## Task to carry out
Which lines in the entries contain the word "shirt"? Copy each of them out.

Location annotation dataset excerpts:
════════════════

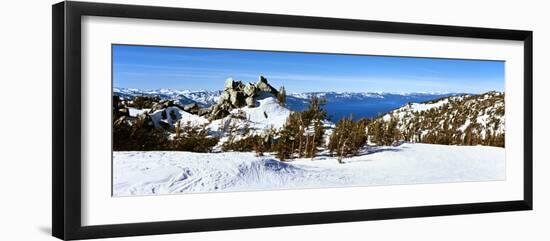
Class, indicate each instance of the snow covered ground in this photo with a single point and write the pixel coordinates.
(146, 173)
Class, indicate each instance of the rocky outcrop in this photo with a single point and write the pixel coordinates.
(236, 94)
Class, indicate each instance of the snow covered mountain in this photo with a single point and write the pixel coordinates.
(204, 98)
(339, 104)
(461, 120)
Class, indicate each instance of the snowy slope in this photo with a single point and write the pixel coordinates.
(268, 113)
(143, 173)
(481, 114)
(174, 114)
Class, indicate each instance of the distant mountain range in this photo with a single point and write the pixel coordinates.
(339, 104)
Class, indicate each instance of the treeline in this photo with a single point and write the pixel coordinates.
(454, 123)
(140, 134)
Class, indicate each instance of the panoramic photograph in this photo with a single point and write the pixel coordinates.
(202, 120)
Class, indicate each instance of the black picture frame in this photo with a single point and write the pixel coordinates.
(66, 119)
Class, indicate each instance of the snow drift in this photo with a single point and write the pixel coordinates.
(145, 173)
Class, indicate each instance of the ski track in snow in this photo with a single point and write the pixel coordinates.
(146, 173)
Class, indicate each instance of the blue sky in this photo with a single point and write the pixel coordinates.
(147, 67)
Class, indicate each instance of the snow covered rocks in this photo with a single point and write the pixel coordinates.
(236, 95)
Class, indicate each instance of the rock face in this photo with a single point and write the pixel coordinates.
(236, 95)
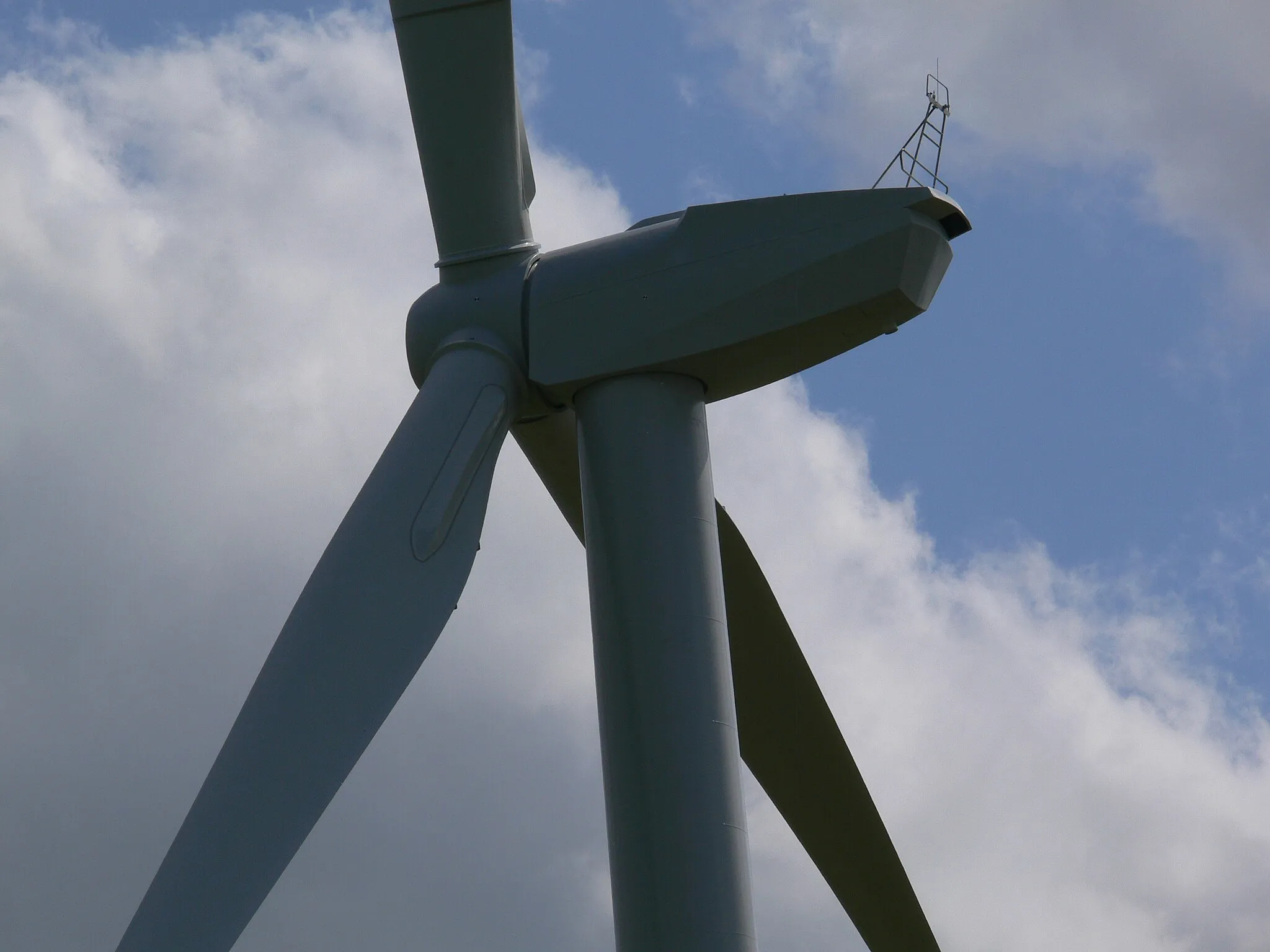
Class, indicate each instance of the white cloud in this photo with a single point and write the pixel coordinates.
(206, 258)
(1169, 95)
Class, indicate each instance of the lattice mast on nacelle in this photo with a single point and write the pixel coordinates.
(930, 130)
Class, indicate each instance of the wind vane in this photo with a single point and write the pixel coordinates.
(600, 359)
(930, 130)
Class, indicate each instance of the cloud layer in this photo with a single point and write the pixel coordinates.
(1170, 97)
(206, 257)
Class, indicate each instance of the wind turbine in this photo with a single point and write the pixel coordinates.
(600, 359)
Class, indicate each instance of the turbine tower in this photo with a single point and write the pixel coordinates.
(600, 359)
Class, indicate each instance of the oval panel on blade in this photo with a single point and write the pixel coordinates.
(448, 489)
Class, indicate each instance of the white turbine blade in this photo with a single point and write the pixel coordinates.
(456, 56)
(368, 616)
(789, 738)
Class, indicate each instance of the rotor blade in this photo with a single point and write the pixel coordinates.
(456, 58)
(368, 616)
(528, 187)
(796, 751)
(788, 735)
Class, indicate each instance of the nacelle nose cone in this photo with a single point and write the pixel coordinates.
(739, 294)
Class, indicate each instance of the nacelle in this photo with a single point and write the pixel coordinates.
(738, 294)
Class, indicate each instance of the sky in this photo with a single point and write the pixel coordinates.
(1025, 542)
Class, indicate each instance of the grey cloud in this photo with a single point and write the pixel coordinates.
(206, 257)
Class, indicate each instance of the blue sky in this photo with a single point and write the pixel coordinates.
(1088, 379)
(1081, 420)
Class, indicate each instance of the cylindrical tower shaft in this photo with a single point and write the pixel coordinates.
(677, 839)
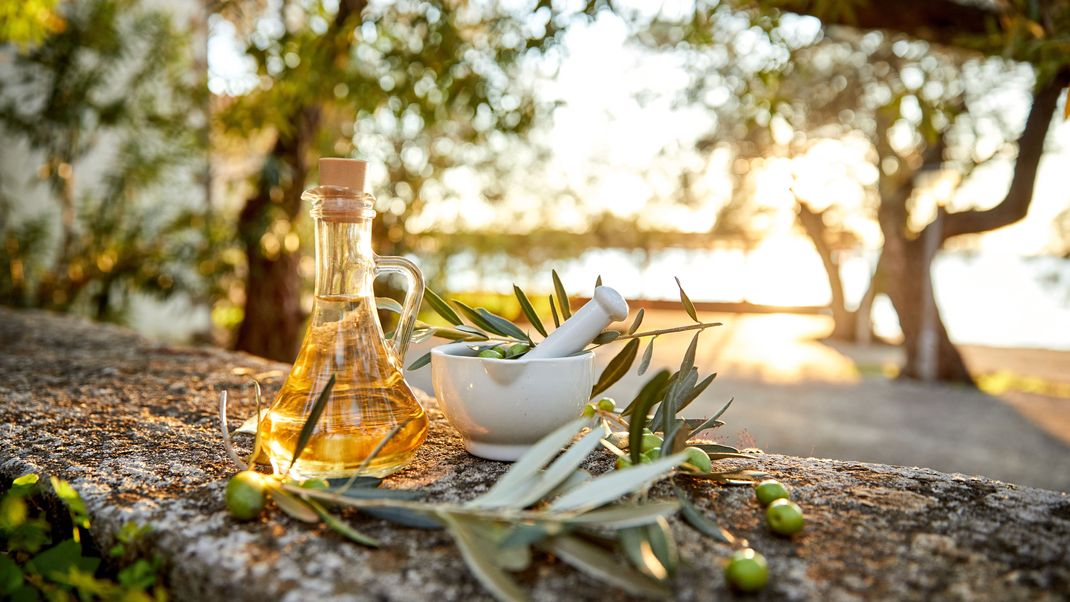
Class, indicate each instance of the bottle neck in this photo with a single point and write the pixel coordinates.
(345, 262)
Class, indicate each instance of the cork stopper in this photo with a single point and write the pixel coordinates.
(342, 172)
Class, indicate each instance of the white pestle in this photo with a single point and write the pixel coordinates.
(607, 306)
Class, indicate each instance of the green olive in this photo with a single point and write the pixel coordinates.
(747, 571)
(699, 459)
(769, 490)
(246, 495)
(651, 442)
(784, 516)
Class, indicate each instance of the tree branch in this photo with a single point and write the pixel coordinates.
(1030, 148)
(939, 21)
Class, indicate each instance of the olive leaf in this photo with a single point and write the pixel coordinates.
(504, 326)
(644, 363)
(616, 367)
(598, 564)
(607, 488)
(294, 507)
(712, 420)
(341, 526)
(662, 543)
(475, 318)
(637, 321)
(625, 515)
(637, 548)
(480, 560)
(566, 311)
(647, 397)
(529, 310)
(524, 471)
(314, 417)
(688, 306)
(442, 308)
(421, 361)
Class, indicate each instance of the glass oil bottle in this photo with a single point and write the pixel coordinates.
(346, 339)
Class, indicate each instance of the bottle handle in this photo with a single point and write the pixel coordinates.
(413, 297)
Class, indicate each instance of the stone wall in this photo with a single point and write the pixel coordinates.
(133, 426)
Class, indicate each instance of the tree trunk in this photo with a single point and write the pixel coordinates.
(843, 320)
(273, 319)
(272, 322)
(912, 298)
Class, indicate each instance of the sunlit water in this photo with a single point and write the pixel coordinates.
(989, 299)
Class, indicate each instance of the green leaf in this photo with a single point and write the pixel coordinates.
(712, 420)
(663, 545)
(616, 367)
(525, 472)
(314, 417)
(386, 304)
(606, 337)
(566, 311)
(642, 403)
(600, 565)
(460, 334)
(27, 479)
(293, 506)
(561, 469)
(475, 318)
(625, 515)
(716, 448)
(526, 534)
(342, 527)
(697, 391)
(630, 408)
(637, 546)
(699, 520)
(644, 363)
(61, 558)
(637, 321)
(529, 310)
(613, 484)
(688, 306)
(421, 361)
(506, 327)
(441, 307)
(480, 560)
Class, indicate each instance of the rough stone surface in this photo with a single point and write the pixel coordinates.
(133, 425)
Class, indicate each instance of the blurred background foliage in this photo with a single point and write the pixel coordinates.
(424, 89)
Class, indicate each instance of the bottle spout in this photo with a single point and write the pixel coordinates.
(348, 173)
(607, 306)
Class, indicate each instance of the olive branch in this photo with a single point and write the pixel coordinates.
(547, 502)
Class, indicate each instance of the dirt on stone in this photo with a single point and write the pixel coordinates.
(133, 425)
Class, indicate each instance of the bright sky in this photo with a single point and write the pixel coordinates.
(618, 153)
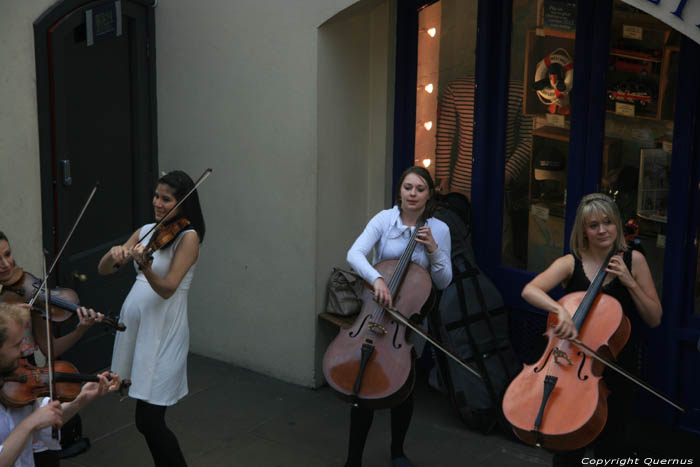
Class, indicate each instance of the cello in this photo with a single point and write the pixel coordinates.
(560, 402)
(370, 364)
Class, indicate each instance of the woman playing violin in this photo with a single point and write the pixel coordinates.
(152, 352)
(597, 229)
(35, 333)
(388, 234)
(23, 428)
(36, 328)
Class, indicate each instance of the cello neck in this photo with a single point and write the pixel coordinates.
(592, 292)
(404, 261)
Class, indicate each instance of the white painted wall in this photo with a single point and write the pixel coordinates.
(240, 90)
(20, 189)
(355, 110)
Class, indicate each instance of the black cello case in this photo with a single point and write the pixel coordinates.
(472, 320)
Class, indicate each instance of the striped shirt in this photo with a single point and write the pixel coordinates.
(456, 117)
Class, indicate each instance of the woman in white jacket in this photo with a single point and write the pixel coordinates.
(387, 233)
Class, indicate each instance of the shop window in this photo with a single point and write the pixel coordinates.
(640, 96)
(537, 132)
(445, 92)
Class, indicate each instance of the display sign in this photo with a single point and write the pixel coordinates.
(103, 22)
(560, 14)
(682, 15)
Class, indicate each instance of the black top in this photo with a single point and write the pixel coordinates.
(630, 356)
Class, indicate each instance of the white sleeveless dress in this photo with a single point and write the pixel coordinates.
(152, 352)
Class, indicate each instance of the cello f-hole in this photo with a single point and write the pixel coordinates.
(544, 364)
(580, 368)
(362, 324)
(396, 335)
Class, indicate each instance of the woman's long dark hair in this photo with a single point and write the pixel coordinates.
(431, 204)
(181, 184)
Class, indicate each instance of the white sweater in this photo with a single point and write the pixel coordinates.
(386, 234)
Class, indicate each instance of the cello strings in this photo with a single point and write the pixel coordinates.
(398, 271)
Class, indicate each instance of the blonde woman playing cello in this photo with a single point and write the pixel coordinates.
(597, 229)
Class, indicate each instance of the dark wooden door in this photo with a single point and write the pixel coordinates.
(95, 83)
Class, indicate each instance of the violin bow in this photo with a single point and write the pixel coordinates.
(627, 375)
(63, 247)
(402, 319)
(49, 345)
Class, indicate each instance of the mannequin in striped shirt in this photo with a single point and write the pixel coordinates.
(456, 126)
(454, 174)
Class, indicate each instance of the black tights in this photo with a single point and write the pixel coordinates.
(360, 422)
(150, 421)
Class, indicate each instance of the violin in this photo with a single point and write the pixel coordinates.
(28, 382)
(64, 302)
(164, 235)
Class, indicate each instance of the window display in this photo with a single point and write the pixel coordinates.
(641, 80)
(542, 59)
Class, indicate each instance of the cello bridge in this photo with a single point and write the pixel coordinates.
(377, 328)
(561, 354)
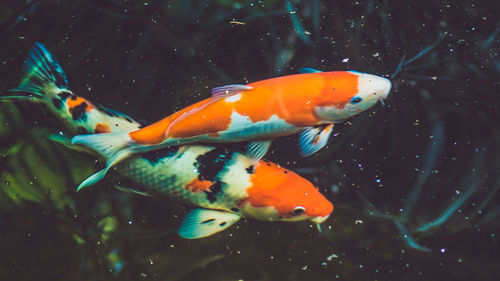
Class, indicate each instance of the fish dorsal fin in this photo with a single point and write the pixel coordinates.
(200, 223)
(132, 190)
(257, 149)
(313, 139)
(308, 70)
(229, 90)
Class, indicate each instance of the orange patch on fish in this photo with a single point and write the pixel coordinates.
(291, 98)
(280, 188)
(197, 185)
(188, 125)
(102, 128)
(75, 101)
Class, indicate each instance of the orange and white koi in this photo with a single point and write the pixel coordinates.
(45, 82)
(308, 103)
(224, 185)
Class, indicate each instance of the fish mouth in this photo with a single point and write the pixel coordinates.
(319, 220)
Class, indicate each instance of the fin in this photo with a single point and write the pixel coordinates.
(112, 146)
(65, 140)
(200, 223)
(257, 149)
(308, 70)
(43, 75)
(313, 139)
(229, 90)
(132, 190)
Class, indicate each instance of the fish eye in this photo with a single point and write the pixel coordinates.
(298, 210)
(355, 100)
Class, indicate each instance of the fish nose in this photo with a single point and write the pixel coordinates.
(319, 220)
(384, 86)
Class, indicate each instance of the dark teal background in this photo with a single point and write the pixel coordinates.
(434, 144)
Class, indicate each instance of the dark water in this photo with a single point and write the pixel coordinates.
(414, 183)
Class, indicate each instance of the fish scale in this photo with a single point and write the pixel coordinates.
(170, 177)
(223, 184)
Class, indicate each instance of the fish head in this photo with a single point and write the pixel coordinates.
(278, 194)
(341, 100)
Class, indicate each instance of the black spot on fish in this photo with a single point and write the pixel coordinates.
(250, 169)
(64, 95)
(57, 103)
(107, 111)
(78, 112)
(210, 164)
(155, 156)
(81, 130)
(213, 191)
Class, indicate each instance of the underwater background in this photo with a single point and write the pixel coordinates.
(414, 183)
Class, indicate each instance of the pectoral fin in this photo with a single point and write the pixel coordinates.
(228, 90)
(314, 138)
(257, 149)
(200, 223)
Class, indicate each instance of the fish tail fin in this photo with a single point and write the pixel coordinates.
(43, 77)
(114, 147)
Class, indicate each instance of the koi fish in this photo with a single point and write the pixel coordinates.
(224, 185)
(308, 104)
(45, 82)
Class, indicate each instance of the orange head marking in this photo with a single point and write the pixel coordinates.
(197, 185)
(280, 194)
(102, 128)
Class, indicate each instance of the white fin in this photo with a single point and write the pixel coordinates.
(112, 146)
(308, 70)
(200, 223)
(65, 140)
(132, 190)
(229, 90)
(257, 149)
(42, 76)
(313, 139)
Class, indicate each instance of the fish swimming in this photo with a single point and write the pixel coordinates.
(224, 185)
(308, 104)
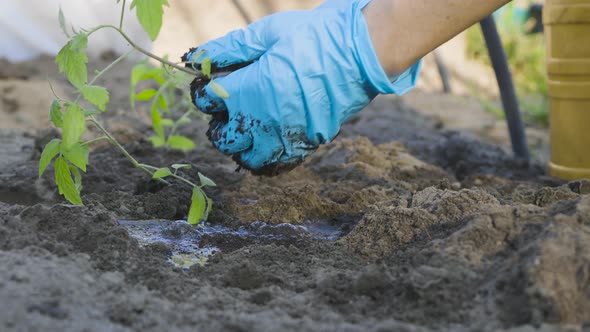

════════════════

## Solution for this problem
Class, indicate each instance of the striped shirt in this photo with a single point and write the pixel coordinates.
Class, indicate each instance of the mannequin in striped shirt in this photo with a single point and write the pixel coordinates.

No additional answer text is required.